Charles Stanley cuts dividend

Charles Stanley has cut its total dividend for the year to end March 2015 to 5p per share and is planning a £15.8m share placing in an effort to rebuild its capital levels and refocus the business.

Charles Stanley cuts dividend
3 minutes

According to the firm, the directors consider it prudent to have “headroom” of 25% more than the FCA regulatory requirement. However, over the past few years, while its regulatory capital requirement has risen, “its capital has been eroded by poor trading and uncovered dividend payments”.

The group’s total dividend of 5p per share, down from 12.4p last year represents the new base level, with a medium term dividend cover target of two times, after which it intends to grow it progressively.
The other reason for the increased headroom is the group’s intention to refocus the business solely on wealth management, a decision that has resulted from a strategy review that began at the beginning of the calendar year.

The board has taken the decision to focus Charles Stanley solely on wealth management and is currently in negotiations to sell the principal elements of Charles Stanley Securities and Charles Stanley Financial Solutions.

And, it said, while it intends to remain an investment-led, holistic provider that focuses on bespoke investment advice, it does intend to “be more active along the value chain, especially in relation to the provision of financial planning services” in a bid to increase its vertical integration.

As a result of the shift, financial planning will become more important and the current disaggregated model will shift to a single financial planning capability offering consistent suite of advice.
The move, it said, reflected growing client demand for broader planning advice beyond just investment management expertise.

At a private client level, it said it intends to retain a bespoke approach, led by “empowered investment managers” rather than a model-driven relationship manager structure.

It added, that, despite the sale of Charles Stanley Securities, the firm intends to provide traditional stockbroking services on a “more select basis”

--------------------------------------------------

_DIRECTIONS_: Can you reproduce word for word the part of the Charles Stanley dividend article that opens with the words containing "The board has" and closes with "its vertical integration."?

--------------------------------------------------

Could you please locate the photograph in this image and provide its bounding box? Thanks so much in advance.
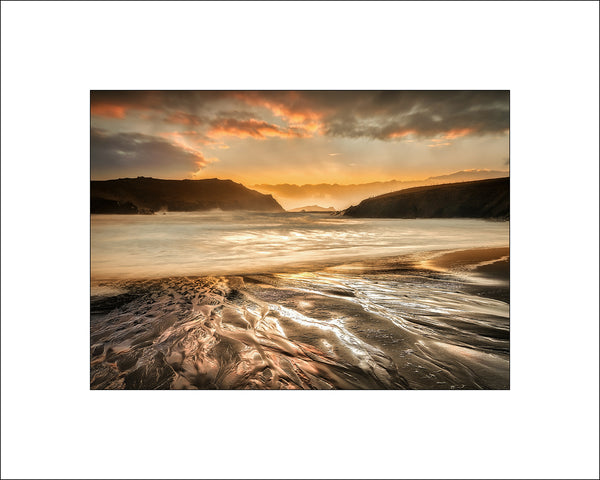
[89,90,510,390]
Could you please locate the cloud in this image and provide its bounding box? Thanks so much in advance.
[90,128,214,177]
[163,112,206,125]
[91,90,510,141]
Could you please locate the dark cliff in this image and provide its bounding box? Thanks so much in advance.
[91,177,284,213]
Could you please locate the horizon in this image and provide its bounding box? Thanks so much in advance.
[90,169,510,188]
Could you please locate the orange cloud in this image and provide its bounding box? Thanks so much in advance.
[387,128,417,138]
[207,118,306,139]
[443,128,475,140]
[233,92,325,133]
[164,112,204,125]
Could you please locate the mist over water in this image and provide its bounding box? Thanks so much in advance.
[91,212,508,279]
[90,212,509,389]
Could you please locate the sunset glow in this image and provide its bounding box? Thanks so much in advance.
[91,91,509,185]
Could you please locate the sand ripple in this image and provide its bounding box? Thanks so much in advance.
[90,266,509,389]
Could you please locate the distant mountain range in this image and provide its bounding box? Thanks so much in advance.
[251,170,508,211]
[343,177,510,220]
[288,205,337,213]
[91,177,284,213]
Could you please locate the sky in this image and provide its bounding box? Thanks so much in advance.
[90,90,510,186]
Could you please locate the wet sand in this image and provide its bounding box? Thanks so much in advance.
[90,249,509,389]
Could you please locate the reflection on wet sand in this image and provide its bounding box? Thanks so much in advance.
[90,251,509,389]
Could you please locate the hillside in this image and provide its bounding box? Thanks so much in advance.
[91,177,284,213]
[344,177,510,219]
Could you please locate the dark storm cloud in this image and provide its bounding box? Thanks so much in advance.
[92,91,509,140]
[90,128,206,177]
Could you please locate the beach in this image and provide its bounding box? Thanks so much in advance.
[90,246,510,389]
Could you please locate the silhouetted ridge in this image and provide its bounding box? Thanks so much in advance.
[91,177,284,213]
[344,177,510,219]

--------------------------------------------------

_CORRECT OUTPUT_:
The board has taken the decision to focus Charles Stanley solely on wealth management and is currently in negotiations to sell the principal elements of Charles Stanley Securities and Charles Stanley Financial Solutions.

And, it said, while it intends to remain an investment-led, holistic provider that focuses on bespoke investment advice, it does intend to “be more active along the value chain, especially in relation to the provision of financial planning services” in a bid to increase its vertical integration.